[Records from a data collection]
+ + +
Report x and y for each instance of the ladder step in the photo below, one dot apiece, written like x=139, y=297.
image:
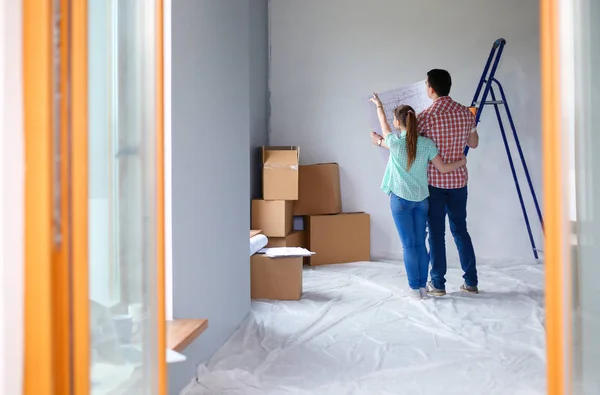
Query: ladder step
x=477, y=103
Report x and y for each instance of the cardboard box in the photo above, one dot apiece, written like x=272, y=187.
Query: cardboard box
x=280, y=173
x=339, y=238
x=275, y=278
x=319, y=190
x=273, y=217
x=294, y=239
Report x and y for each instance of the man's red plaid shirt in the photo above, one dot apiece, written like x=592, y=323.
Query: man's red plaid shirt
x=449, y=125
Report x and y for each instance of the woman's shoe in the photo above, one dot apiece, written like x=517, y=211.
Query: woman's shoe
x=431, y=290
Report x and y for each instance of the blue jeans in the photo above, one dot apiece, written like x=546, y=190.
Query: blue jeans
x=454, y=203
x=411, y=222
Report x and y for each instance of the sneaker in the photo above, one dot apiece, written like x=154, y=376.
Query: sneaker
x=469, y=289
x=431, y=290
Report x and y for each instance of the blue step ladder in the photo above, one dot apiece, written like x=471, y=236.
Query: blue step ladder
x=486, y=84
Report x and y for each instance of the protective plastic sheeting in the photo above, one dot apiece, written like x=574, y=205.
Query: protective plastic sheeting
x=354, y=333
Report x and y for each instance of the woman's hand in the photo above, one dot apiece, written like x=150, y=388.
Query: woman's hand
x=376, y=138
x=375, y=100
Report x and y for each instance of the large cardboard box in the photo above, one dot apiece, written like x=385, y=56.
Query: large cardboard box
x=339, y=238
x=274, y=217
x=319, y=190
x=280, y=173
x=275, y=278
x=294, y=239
+ + +
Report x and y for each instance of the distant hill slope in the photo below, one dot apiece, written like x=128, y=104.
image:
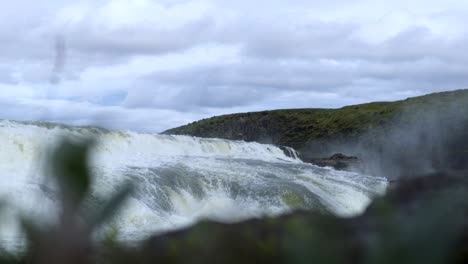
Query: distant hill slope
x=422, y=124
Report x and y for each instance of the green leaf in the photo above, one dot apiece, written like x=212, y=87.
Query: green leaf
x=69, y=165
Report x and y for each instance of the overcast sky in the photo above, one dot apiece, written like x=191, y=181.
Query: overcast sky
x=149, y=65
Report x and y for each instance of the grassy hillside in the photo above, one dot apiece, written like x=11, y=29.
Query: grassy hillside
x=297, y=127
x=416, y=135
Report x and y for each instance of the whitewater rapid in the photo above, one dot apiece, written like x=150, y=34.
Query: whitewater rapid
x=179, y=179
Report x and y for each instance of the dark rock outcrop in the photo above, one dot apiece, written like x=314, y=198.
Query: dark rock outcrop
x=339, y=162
+ + +
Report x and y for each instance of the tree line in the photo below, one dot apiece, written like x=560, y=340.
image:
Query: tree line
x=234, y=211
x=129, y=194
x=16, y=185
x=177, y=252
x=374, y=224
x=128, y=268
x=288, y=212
+ + +
> Exercise instructions: Among the records above, find each line containing the string "below" and copy it.

> Answer to this problem:
Report x and y for each instance of the ladder step in the photo below, one dot apiece, written like x=139, y=297.
Report x and y for each instance of the distant hill slope in the photo below, one dot apiece, written like x=128, y=104.
Report x and y for each instance of the tree line in the photo below, one dot apiece, written like x=560, y=340.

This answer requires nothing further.